[Start of Article]

Ventilation device and method for its operation

Abstract

An inlet chamber (7) having an air supply inlet (8) and an outlet chamber (10) having an air supply outlet (11) are connected by pipes (13) which run in the longitudinal direction through a cavity (12) which is connected to a waste air inlet (16) via a supply line section (19) running counter to it and has a waste air outlet (17) with a fan (18) at the end adjacent to the inlet chamber (7). The cavity (12) together with the pipes (13) forms a countercurrent heat exchanger for transferring heat between the waste air and the air supply. Between the waste air inlet (16) and a passage (15) connecting the supply line section (19) to the cavity (12) at that end of said supply line section which is adjacent to the outlet chamber (10), a partition (14) separating the supply line section (19) from the cavity (12) there has a plurality of openings (20a, 20b, 20c) which are staggered in the direction of flow and in each case produce, for a part of the waste air stream, short-circuit connections bridging a part of the cavity (12).

Description

FIELD OF THE INVENTION

The invention relates to a ventilation device according to the precharacterizing clause of claim 1. Such ventilation devices make it possible to replace waste air from a closed room by air which is supplied from outside and exchanges heat with the waste air. The invention also relates to a method for operating a ventilation device according to the invention.

Prior Art

Many ventilation devices which comprise a countercurrent heat exchanger have already been described. Thus, EP 1 308 678 A1 discloses a ventilation device of the generic type which can be installed, for example, in a window and in which a dual channel which consists of an air supply channel and a waste air channel closely thermally coupled therewith is led in a serpentine manner in a cuboid housing. The device is very compact and can also easily be retrofitted. Owing to the sharp deflections, the flow is substantially turbulent and the efficiency is relatively high. The length of the dual channel can moreover easily be adapted to the requirements which are set for the ventilation device with regard to the efficiency.

[End of Article]

- [The tasks]
1 - Reproduce the patent text from "Many ventilation devices" to "to the efficiency.".
2 - Can you summarize the patent text in two sentences?
The lines have no connection to the patent text.

[Start of Source material]

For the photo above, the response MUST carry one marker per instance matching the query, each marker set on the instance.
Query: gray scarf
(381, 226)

[End of Source material]

- [Task results]
1 -
Many ventilation devices which comprise a countercurrent heat exchanger have already been described. Thus, EP 1 308 678 A1 discloses a ventilation device of the generic type which can be installed, for example, in a window and in which a dual channel which consists of an air supply channel and a waste air channel closely thermally coupled therewith is led in a serpentine manner in a cuboid housing. The device is very compact and can also easily be retrofitted. Owing to the sharp deflections, the flow is substantially turbulent and the efficiency is relatively high. The length of the dual channel can moreover easily be adapted to the requirements which are set for the ventilation device with regard to the efficiency.

2 - The patent text describes a ventilation device in which supply-air pipes run through a waste-air cavity to form a countercurrent heat exchanger, and a partition with staggered openings lets part of the waste air bypass part of the cavity. It notes that an earlier device, disclosed in EP 1 308 678 A1, led a dual channel in a serpentine manner through a compact housing, giving turbulent flow and relatively high efficiency.